> **Arbeitsauftrag A**
Nennen Sie sämtliche Abkürzungen, die im Text zur Tremorbehandlung in Klammern eingeführt werden, jeweils zusammen mit dem Begriff, für den sie stehen.
> **Arbeitsauftrag B**
Duplizieren Sie aus dem Text zur Tremorbehandlung wortgetreu den gesamten Abschnitt von „Wenn das Zittern“ bis hinunter zu „hochfokussierte Ultraschall (MRgFUS).“.

Wenn das Zittern einfache Tätigkeiten unmöglich macht, kann der Alltag zur Belastung werden. Für Patienten mit essenziellem Tremor (ET) oder Tremor-dominanter Parkinson-Erkrankung (PD) bedeutet dies in der Regel eine erhebliche Einschränkung ihrer Lebensqualität. Eine neue Möglichkeit zur effektiven und risikoarmen Behandlung des ET und des Tremor-dominanten PD-Syndroms ist der hochfokussierte Ultraschall (MRgFUS).
Ein wichtiger Vorteil dieses Verfahrens ist, dass weder die Haut noch die Schädelknochen geöffnet werden. Die genauen Ursachen des ET sind noch nicht bekannt. Es gibt Hinweise auf genetische Ursachen. Studien deuten jedoch darauf hin, dass Fehlfunktionen bestimmter Nervenzellen in Hirnregionen wie dem Thalamus ein möglicher Auslöser sein könnten. Hier setzt das neue fokussierte Ultraschallverfahren an, das vom Medizintechnikunternehmen INSIGHTEC entwickelt wurde.
Wie funktioniert das Verfahren?
Die Behandlung mit fokussiertem Ultraschall hat sich in vielen klinischen Studien weltweit seit einigen Jahren als sicher und wirksam erwiesen. Bislang wurden insgesamt rund 5.000 Patienten mit dieser Methode behandelt, die ohne operativen Eingriff funktioniert. Anders als bei der tiefen Hirnstimulation müssen weder die Haut noch die Schädeldecke geöffnet werden. Dabei werden Ultraschallwellen auf einen nur wenige Millimeter großen Hirnbereich fokussiert, gebündelt und in Wärme umgewandelt. Dies führt zur Verödung der Nervenzellen, wodurch das Tremornetzwerk unterbrochen wird.

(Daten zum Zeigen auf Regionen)
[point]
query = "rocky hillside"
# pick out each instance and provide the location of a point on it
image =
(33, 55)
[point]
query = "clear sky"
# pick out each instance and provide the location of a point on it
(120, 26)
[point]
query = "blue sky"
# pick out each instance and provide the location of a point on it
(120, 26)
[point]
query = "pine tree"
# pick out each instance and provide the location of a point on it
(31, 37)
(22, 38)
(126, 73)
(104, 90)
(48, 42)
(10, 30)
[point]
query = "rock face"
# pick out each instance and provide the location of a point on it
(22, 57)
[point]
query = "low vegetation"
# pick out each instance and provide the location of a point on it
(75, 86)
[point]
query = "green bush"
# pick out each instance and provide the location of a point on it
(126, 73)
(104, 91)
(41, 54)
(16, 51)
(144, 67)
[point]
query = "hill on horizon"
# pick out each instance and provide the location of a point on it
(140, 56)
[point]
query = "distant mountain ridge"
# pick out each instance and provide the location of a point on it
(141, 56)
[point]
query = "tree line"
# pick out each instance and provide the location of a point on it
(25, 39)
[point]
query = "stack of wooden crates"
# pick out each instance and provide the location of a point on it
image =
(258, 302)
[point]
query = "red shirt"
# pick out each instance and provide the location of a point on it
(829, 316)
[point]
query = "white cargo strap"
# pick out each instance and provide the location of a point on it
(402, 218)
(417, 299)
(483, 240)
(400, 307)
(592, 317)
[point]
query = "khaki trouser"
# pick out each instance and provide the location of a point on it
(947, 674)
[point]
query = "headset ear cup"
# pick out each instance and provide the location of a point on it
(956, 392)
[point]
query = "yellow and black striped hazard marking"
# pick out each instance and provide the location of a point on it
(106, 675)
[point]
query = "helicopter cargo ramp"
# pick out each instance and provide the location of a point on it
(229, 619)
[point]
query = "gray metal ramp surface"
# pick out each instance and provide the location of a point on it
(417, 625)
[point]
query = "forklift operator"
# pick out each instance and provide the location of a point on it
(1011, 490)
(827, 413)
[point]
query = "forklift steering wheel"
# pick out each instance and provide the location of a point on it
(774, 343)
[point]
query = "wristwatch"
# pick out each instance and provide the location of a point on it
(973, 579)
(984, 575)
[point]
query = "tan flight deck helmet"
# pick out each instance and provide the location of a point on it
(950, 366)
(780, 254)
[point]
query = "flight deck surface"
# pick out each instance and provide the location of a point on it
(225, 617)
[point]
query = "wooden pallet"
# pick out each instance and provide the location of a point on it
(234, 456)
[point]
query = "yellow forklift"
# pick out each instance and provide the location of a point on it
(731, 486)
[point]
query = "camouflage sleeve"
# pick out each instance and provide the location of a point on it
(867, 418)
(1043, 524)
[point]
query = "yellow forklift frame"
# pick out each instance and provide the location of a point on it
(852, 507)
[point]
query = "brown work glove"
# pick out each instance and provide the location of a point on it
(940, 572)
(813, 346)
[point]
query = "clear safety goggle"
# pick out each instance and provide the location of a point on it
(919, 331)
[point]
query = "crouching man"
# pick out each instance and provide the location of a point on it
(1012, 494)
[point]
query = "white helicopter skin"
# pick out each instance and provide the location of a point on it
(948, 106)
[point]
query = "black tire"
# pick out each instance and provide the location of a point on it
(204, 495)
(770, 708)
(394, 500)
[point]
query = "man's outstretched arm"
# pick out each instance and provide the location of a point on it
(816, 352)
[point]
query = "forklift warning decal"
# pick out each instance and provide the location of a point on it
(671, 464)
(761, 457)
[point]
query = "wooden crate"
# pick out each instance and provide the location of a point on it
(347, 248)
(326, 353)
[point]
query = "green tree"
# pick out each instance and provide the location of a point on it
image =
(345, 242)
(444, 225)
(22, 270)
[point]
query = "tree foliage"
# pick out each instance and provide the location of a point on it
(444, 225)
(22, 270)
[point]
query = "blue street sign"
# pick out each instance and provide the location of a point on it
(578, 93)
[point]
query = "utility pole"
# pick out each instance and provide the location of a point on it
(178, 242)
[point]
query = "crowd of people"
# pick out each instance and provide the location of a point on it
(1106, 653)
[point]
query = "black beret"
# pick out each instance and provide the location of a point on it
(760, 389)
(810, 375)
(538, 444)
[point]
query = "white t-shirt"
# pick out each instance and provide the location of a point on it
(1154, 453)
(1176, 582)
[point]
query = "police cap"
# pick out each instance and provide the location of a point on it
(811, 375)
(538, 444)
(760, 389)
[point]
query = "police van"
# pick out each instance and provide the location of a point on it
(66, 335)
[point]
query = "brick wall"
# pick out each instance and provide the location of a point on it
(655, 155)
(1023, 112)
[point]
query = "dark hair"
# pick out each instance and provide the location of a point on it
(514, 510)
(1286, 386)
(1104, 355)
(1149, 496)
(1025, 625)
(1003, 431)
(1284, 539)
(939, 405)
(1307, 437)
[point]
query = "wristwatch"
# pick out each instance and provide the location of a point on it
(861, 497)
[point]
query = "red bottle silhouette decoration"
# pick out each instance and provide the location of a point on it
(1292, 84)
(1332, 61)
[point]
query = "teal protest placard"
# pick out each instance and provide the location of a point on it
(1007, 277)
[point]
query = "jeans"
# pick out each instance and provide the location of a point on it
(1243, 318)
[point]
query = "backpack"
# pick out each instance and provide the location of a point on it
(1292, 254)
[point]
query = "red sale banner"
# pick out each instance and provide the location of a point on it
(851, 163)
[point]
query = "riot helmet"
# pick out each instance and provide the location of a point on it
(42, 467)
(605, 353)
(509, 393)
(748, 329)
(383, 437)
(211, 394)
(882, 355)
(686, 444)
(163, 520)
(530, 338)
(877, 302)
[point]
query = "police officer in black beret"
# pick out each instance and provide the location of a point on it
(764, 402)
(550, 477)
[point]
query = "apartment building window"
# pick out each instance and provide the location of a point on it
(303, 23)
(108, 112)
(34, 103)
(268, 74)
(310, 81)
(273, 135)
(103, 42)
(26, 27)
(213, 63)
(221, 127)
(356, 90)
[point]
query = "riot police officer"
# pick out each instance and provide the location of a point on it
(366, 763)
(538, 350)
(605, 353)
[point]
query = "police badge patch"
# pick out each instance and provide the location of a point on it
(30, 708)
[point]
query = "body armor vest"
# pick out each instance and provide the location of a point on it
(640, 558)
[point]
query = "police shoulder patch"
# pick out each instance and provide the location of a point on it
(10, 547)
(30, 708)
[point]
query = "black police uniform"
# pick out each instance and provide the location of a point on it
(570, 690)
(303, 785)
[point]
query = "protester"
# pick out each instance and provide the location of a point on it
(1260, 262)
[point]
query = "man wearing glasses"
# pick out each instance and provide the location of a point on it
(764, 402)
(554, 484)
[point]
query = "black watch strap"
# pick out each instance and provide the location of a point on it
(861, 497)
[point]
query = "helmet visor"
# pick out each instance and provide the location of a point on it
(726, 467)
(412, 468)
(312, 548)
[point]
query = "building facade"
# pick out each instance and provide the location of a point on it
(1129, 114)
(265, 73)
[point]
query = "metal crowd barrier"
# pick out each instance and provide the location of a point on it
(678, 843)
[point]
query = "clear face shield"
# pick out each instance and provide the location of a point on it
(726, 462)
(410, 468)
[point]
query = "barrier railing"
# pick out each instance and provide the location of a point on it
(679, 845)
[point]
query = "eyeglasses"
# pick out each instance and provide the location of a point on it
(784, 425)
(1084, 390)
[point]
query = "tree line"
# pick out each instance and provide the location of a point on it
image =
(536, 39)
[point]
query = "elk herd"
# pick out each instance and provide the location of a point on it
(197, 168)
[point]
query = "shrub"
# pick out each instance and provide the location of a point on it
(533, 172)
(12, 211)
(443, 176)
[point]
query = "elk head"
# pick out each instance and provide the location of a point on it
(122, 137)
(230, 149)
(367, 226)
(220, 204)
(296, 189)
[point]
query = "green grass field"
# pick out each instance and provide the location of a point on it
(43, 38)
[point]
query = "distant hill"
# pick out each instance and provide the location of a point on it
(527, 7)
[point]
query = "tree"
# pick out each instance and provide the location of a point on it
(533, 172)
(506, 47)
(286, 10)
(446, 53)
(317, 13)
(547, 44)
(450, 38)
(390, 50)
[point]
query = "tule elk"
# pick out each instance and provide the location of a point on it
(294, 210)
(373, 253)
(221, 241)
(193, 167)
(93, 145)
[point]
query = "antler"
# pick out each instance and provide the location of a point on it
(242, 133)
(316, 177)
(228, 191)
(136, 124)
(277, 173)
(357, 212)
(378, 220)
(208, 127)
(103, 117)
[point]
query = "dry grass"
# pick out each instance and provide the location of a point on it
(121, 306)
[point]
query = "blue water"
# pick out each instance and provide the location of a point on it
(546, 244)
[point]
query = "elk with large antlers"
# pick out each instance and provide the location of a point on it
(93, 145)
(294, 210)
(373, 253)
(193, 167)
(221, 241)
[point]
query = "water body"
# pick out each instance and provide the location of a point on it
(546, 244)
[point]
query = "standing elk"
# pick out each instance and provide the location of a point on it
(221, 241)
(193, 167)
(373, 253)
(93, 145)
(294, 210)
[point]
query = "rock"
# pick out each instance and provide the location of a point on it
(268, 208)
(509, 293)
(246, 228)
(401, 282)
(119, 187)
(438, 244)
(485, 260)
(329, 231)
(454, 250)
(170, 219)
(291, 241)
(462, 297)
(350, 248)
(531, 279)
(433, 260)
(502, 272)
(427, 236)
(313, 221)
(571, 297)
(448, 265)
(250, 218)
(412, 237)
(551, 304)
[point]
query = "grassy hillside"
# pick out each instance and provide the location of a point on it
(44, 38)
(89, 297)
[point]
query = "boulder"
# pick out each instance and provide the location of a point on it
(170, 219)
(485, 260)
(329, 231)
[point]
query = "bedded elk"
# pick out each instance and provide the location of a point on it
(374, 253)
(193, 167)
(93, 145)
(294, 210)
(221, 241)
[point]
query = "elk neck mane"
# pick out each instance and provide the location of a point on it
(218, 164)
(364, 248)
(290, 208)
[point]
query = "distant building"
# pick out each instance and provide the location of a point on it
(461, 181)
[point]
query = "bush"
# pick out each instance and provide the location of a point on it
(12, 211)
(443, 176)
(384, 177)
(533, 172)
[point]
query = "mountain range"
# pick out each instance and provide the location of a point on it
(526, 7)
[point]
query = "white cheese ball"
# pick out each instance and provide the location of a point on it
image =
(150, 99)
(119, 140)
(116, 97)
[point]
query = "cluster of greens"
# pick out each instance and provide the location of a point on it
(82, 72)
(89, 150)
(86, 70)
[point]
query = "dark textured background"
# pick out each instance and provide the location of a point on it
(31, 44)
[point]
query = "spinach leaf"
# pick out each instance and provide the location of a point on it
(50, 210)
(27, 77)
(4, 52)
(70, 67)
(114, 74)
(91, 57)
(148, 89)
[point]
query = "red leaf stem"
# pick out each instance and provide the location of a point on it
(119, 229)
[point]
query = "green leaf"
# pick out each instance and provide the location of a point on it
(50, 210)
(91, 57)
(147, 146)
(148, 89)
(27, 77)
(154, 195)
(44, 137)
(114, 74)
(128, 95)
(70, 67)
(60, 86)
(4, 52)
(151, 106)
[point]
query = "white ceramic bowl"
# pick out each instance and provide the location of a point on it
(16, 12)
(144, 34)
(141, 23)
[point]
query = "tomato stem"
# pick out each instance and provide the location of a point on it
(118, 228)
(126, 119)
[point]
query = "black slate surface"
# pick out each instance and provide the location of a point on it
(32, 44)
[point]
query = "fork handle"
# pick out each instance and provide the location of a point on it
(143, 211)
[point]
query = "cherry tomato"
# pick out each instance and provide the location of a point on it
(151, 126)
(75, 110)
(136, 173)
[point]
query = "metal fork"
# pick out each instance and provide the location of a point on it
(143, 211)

> **Lösung A**
- ET: essenzieller Tremor
- PD: Parkinson-Erkrankung (Tremor-dominante Parkinson-Erkrankung)
- MRgFUS: hochfokussierter Ultraschall

> **Lösung B**
Wenn das Zittern einfache Tätigkeiten unmöglich macht, kann der Alltag zur Belastung werden. Für Patienten mit essenziellem Tremor (ET) oder Tremor-dominanter Parkinson-Erkrankung (PD) bedeutet dies in der Regel eine erhebliche Einschränkung ihrer Lebensqualität. Eine neue Möglichkeit zur effektiven und risikoarmen Behandlung des ET und des Tremor-dominanten PD-Syndroms ist der hochfokussierte Ultraschall (MRgFUS).